## Activity
From the listing below, set down exactly each line beginning with the one containing "Target: overcast sky" and ending with the last.

=== Material for this exercise ===

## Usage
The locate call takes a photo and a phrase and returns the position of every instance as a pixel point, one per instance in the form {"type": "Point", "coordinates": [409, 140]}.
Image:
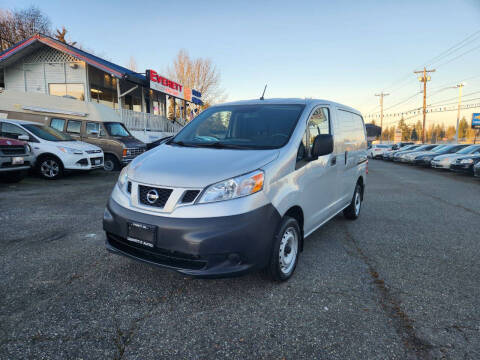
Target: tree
{"type": "Point", "coordinates": [60, 36]}
{"type": "Point", "coordinates": [18, 25]}
{"type": "Point", "coordinates": [132, 64]}
{"type": "Point", "coordinates": [199, 74]}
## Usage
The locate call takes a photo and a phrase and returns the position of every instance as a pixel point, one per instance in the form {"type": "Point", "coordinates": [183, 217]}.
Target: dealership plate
{"type": "Point", "coordinates": [17, 160]}
{"type": "Point", "coordinates": [142, 234]}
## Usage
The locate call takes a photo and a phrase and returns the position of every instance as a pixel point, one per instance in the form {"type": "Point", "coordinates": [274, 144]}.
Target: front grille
{"type": "Point", "coordinates": [12, 149]}
{"type": "Point", "coordinates": [190, 196]}
{"type": "Point", "coordinates": [9, 164]}
{"type": "Point", "coordinates": [160, 256]}
{"type": "Point", "coordinates": [92, 161]}
{"type": "Point", "coordinates": [146, 193]}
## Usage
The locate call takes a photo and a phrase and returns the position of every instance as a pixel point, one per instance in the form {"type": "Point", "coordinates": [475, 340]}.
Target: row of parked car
{"type": "Point", "coordinates": [463, 158]}
{"type": "Point", "coordinates": [27, 145]}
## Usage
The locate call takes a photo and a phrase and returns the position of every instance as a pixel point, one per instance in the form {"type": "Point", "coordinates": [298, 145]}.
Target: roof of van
{"type": "Point", "coordinates": [22, 122]}
{"type": "Point", "coordinates": [290, 101]}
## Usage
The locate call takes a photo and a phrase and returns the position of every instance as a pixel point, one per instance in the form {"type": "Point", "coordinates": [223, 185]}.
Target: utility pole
{"type": "Point", "coordinates": [424, 78]}
{"type": "Point", "coordinates": [459, 86]}
{"type": "Point", "coordinates": [381, 95]}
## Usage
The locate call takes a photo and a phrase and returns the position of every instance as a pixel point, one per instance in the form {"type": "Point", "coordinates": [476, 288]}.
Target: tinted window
{"type": "Point", "coordinates": [12, 131]}
{"type": "Point", "coordinates": [242, 126]}
{"type": "Point", "coordinates": [47, 133]}
{"type": "Point", "coordinates": [58, 124]}
{"type": "Point", "coordinates": [74, 126]}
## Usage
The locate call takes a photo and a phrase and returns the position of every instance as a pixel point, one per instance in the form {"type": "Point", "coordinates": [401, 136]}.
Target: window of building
{"type": "Point", "coordinates": [58, 124]}
{"type": "Point", "coordinates": [74, 126]}
{"type": "Point", "coordinates": [12, 131]}
{"type": "Point", "coordinates": [94, 128]}
{"type": "Point", "coordinates": [72, 91]}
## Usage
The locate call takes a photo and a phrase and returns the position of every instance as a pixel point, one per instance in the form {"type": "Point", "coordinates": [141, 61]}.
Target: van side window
{"type": "Point", "coordinates": [74, 126]}
{"type": "Point", "coordinates": [319, 123]}
{"type": "Point", "coordinates": [58, 124]}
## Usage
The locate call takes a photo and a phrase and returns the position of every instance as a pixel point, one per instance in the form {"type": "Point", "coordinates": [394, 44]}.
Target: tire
{"type": "Point", "coordinates": [50, 168]}
{"type": "Point", "coordinates": [352, 212]}
{"type": "Point", "coordinates": [285, 250]}
{"type": "Point", "coordinates": [110, 163]}
{"type": "Point", "coordinates": [13, 177]}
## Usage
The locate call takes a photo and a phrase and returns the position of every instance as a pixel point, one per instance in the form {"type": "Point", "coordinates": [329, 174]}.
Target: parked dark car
{"type": "Point", "coordinates": [476, 169]}
{"type": "Point", "coordinates": [388, 155]}
{"type": "Point", "coordinates": [426, 159]}
{"type": "Point", "coordinates": [16, 158]}
{"type": "Point", "coordinates": [465, 164]}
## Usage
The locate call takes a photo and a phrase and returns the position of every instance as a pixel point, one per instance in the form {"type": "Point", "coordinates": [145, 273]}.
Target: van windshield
{"type": "Point", "coordinates": [47, 133]}
{"type": "Point", "coordinates": [260, 126]}
{"type": "Point", "coordinates": [116, 129]}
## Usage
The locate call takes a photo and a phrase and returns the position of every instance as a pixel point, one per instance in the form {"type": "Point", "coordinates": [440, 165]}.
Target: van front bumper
{"type": "Point", "coordinates": [200, 247]}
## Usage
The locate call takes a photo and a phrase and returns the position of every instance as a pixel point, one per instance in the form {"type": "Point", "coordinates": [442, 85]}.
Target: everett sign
{"type": "Point", "coordinates": [167, 86]}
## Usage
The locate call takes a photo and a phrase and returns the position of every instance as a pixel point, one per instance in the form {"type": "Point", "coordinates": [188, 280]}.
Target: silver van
{"type": "Point", "coordinates": [240, 188]}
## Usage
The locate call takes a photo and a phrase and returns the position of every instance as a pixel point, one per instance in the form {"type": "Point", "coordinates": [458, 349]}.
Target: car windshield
{"type": "Point", "coordinates": [47, 133]}
{"type": "Point", "coordinates": [469, 149]}
{"type": "Point", "coordinates": [262, 126]}
{"type": "Point", "coordinates": [116, 129]}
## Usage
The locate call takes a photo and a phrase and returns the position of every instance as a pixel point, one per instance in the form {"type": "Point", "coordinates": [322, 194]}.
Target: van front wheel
{"type": "Point", "coordinates": [284, 257]}
{"type": "Point", "coordinates": [352, 212]}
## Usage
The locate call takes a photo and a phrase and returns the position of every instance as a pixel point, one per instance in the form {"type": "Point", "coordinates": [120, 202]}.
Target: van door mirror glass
{"type": "Point", "coordinates": [322, 145]}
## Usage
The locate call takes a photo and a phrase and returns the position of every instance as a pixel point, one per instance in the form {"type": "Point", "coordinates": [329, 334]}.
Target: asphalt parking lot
{"type": "Point", "coordinates": [401, 282]}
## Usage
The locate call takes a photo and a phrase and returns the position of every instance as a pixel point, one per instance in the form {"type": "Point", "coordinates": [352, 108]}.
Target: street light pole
{"type": "Point", "coordinates": [459, 86]}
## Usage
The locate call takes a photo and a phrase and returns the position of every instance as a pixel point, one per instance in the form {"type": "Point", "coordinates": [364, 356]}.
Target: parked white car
{"type": "Point", "coordinates": [55, 151]}
{"type": "Point", "coordinates": [377, 150]}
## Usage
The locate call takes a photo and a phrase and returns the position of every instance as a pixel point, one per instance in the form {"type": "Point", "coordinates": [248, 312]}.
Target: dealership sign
{"type": "Point", "coordinates": [170, 87]}
{"type": "Point", "coordinates": [476, 120]}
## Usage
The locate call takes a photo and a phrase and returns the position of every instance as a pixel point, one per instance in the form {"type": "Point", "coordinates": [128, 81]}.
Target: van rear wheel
{"type": "Point", "coordinates": [284, 256]}
{"type": "Point", "coordinates": [352, 212]}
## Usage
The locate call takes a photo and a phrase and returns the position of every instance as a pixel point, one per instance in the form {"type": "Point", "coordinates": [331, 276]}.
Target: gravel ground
{"type": "Point", "coordinates": [401, 282]}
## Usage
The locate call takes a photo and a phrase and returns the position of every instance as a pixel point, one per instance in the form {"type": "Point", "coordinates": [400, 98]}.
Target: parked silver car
{"type": "Point", "coordinates": [240, 187]}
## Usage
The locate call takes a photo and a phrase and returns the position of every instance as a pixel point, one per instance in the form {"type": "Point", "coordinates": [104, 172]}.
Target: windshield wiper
{"type": "Point", "coordinates": [219, 145]}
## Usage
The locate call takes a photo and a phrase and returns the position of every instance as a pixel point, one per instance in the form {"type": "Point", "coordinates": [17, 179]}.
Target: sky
{"type": "Point", "coordinates": [344, 51]}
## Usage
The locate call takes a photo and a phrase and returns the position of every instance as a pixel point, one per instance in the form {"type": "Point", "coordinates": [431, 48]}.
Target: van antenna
{"type": "Point", "coordinates": [263, 95]}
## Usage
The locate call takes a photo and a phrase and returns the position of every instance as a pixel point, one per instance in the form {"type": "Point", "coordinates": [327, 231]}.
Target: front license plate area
{"type": "Point", "coordinates": [17, 160]}
{"type": "Point", "coordinates": [142, 234]}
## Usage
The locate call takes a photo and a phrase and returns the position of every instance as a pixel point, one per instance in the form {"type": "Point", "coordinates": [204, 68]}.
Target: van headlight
{"type": "Point", "coordinates": [122, 179]}
{"type": "Point", "coordinates": [234, 188]}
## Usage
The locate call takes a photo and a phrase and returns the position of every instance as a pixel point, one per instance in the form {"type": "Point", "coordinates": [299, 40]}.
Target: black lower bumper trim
{"type": "Point", "coordinates": [203, 247]}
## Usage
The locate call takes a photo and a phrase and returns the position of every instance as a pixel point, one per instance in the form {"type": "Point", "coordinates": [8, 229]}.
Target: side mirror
{"type": "Point", "coordinates": [322, 145]}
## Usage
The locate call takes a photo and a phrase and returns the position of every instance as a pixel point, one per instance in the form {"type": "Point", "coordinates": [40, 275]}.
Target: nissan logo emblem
{"type": "Point", "coordinates": [152, 196]}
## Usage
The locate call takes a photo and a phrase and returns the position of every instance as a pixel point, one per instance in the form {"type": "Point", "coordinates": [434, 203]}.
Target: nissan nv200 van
{"type": "Point", "coordinates": [240, 188]}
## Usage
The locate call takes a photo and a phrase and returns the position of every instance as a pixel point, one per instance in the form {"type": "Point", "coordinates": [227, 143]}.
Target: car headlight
{"type": "Point", "coordinates": [122, 179]}
{"type": "Point", "coordinates": [234, 188]}
{"type": "Point", "coordinates": [70, 150]}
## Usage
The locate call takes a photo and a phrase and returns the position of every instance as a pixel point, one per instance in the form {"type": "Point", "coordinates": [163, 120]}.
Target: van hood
{"type": "Point", "coordinates": [79, 145]}
{"type": "Point", "coordinates": [130, 141]}
{"type": "Point", "coordinates": [190, 167]}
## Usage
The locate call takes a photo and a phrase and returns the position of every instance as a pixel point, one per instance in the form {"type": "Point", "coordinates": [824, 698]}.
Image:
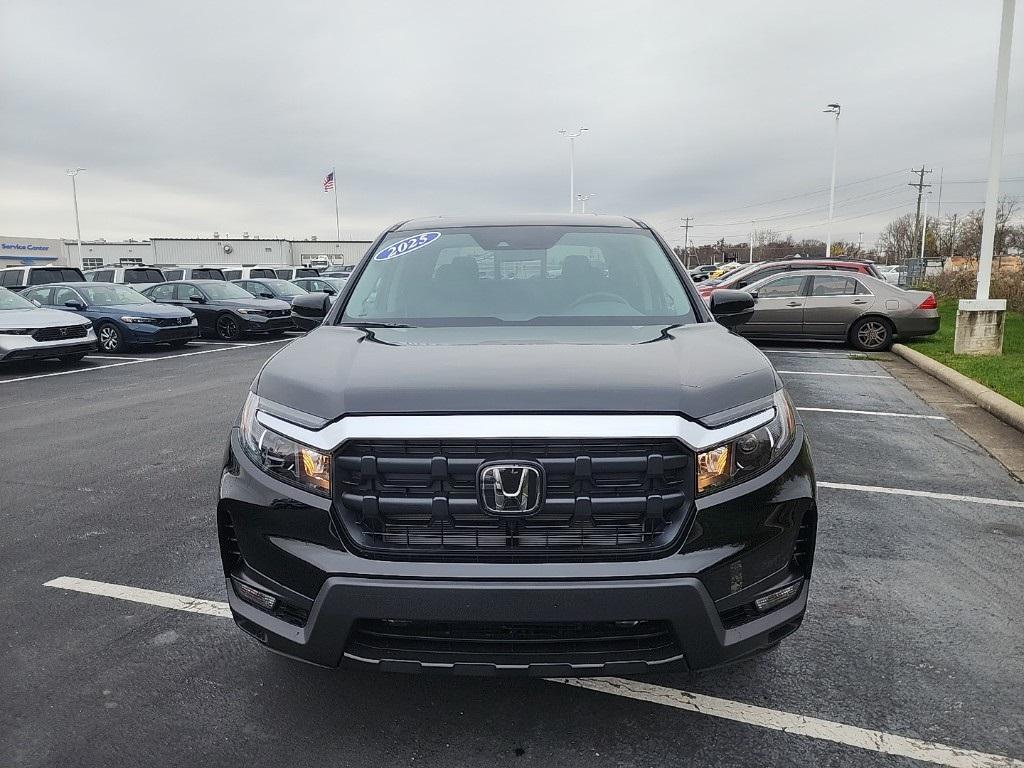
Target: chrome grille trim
{"type": "Point", "coordinates": [537, 426]}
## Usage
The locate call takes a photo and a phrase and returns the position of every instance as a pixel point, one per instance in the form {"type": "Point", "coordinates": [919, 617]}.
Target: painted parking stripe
{"type": "Point", "coordinates": [136, 595]}
{"type": "Point", "coordinates": [825, 730]}
{"type": "Point", "coordinates": [139, 361]}
{"type": "Point", "coordinates": [786, 722]}
{"type": "Point", "coordinates": [826, 373]}
{"type": "Point", "coordinates": [870, 413]}
{"type": "Point", "coordinates": [921, 494]}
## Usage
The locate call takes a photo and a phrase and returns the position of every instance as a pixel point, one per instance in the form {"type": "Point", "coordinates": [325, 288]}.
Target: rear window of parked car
{"type": "Point", "coordinates": [11, 278]}
{"type": "Point", "coordinates": [54, 274]}
{"type": "Point", "coordinates": [143, 275]}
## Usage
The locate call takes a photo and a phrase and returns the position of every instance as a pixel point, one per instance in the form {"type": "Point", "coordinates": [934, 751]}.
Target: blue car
{"type": "Point", "coordinates": [121, 315]}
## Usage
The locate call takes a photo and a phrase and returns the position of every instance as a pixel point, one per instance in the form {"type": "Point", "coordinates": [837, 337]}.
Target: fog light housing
{"type": "Point", "coordinates": [778, 597]}
{"type": "Point", "coordinates": [253, 596]}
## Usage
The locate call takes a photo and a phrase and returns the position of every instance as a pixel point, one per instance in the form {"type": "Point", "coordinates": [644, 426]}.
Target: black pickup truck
{"type": "Point", "coordinates": [518, 445]}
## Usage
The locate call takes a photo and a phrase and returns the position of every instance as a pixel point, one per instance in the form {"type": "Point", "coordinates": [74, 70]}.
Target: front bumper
{"type": "Point", "coordinates": [143, 333]}
{"type": "Point", "coordinates": [742, 543]}
{"type": "Point", "coordinates": [260, 325]}
{"type": "Point", "coordinates": [26, 348]}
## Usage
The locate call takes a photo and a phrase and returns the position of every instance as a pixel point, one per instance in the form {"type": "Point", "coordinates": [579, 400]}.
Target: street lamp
{"type": "Point", "coordinates": [572, 136]}
{"type": "Point", "coordinates": [833, 110]}
{"type": "Point", "coordinates": [74, 193]}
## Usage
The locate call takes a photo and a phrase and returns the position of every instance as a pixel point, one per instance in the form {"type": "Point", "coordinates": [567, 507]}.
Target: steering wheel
{"type": "Point", "coordinates": [589, 298]}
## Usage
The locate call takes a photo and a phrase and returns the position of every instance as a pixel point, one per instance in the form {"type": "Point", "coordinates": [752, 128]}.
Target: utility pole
{"type": "Point", "coordinates": [952, 237]}
{"type": "Point", "coordinates": [980, 322]}
{"type": "Point", "coordinates": [833, 110]}
{"type": "Point", "coordinates": [74, 193]}
{"type": "Point", "coordinates": [686, 241]}
{"type": "Point", "coordinates": [921, 190]}
{"type": "Point", "coordinates": [572, 136]}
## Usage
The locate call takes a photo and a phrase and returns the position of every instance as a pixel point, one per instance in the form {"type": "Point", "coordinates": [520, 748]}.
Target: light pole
{"type": "Point", "coordinates": [833, 110]}
{"type": "Point", "coordinates": [572, 136]}
{"type": "Point", "coordinates": [74, 194]}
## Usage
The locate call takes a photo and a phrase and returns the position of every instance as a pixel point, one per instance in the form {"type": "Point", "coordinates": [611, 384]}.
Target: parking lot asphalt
{"type": "Point", "coordinates": [912, 649]}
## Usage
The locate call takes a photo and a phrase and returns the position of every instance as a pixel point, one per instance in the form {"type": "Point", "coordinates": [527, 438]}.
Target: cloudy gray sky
{"type": "Point", "coordinates": [195, 117]}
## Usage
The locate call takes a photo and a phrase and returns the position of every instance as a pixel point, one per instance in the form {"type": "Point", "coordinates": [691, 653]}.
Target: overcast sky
{"type": "Point", "coordinates": [196, 117]}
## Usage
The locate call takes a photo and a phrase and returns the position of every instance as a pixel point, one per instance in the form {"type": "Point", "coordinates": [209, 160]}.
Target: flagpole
{"type": "Point", "coordinates": [337, 210]}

===

## Your solution
Target: overcast sky
{"type": "Point", "coordinates": [196, 117]}
## Usage
The locate call takes a photo and a phrase and returns the position of every instance as a pixel point, one per instance in the form {"type": "Point", "coordinates": [209, 160]}.
Target: flagpole
{"type": "Point", "coordinates": [337, 210]}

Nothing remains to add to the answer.